The R-HORIZON benchmark (Lu et al. 2025, arXiv:2510.08189) shows the drop empirically: chain five AIME problems so each depends on the last, and DeepSeek-R1 falls from 87.3% to 24.6%. The fix is composed-data training: building longer problems out of simpler chained ones, then training on them. This technique applied to R1-Qwen-7B more than doubles accuracy on the long-horizon variant. The h1 paper (Motwani et al. 2025, arXiv:2510.07312) makes the underlying claim explicit: curriculum learning over composed problems achieves an "exponential improvement over full-horizon training, similar to dense rewards." Sample complexity drops from 1/p^k (exponential in horizon) to k/p (linear). This is the load-bearing result for the OOM question. The original argument assumed long-horizon RL would demand exponentially more compute as horizons grew, which is why several additional OOMs looked necessary. But the exponential dependence was a feature of the training regime, not the underlying problem. Curriculum over composed data converts that exponential into a linear, and once it's linear, modest compute growth is sufficient. The OOMs the original forecast was watching for were demanded by an algorithm we no longer use.

Verification As Synthetic Compute

(3) Verification as synthetic compute. Multi-agent debate, self-critique, and model-graded trajectories convert FLOPs into training signal that previously required human time. Anthropic tested this with “Constitutional AI” (Bai et al. 2022, arXiv 2212.08073) by training harmless models "with far fewer human labels" by using the LM itself as the source of preference data. The mechanism is FLOP substitution, not a scaling-exponent shift, but it compounds with scale anyway: stronger verifiers produce higher-quality synthetic data, which trains stronger next-generation verifiers. Yuan et al. (2024, arXiv 2401.10020) ran this loop explicitly. Their procedure:

  • Have the model generate candidate responses.

▶ [RECORD EXTRACTS]:
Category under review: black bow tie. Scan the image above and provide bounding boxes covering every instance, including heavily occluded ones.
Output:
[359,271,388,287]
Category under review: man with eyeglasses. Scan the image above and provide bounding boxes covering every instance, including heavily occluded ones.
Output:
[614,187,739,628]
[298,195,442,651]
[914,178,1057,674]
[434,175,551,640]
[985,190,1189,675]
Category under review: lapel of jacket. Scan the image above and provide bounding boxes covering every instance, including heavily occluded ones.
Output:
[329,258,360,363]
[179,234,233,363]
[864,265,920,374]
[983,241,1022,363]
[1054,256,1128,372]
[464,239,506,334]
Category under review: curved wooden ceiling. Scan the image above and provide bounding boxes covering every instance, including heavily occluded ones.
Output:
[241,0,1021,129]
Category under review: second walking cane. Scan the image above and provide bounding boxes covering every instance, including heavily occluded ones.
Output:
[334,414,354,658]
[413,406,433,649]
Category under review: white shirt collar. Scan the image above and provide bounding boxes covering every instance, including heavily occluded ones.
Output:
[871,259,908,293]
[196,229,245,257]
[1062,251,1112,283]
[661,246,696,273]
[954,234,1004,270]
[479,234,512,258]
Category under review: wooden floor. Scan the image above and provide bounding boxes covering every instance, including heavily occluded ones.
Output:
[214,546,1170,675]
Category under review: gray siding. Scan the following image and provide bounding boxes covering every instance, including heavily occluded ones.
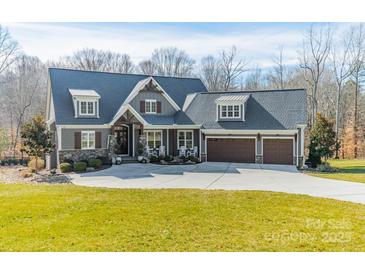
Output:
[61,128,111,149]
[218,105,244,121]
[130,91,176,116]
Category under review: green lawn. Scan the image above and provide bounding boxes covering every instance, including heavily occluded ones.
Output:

▶ [PROBLEM DESCRIPTION]:
Transcribe the passage of the excerpt on long-horizon training from "(3) Verification as" up to and including "generate candidate responses.".

▶ [FINAL ANSWER]:
(3) Verification as synthetic compute. Multi-agent debate, self-critique, and model-graded trajectories convert FLOPs into training signal that previously required human time. Anthropic tested this with “Constitutional AI” (Bai et al. 2022, arXiv 2212.08073) by training harmless models "with far fewer human labels" by using the LM itself as the source of preference data. The mechanism is FLOP substitution, not a scaling-exponent shift, but it compounds with scale anyway: stronger verifiers produce higher-quality synthetic data, which trains stronger next-generation verifiers. Yuan et al. (2024, arXiv 2401.10020) ran this loop explicitly. Their procedure:

  • Have the model generate candidate responses.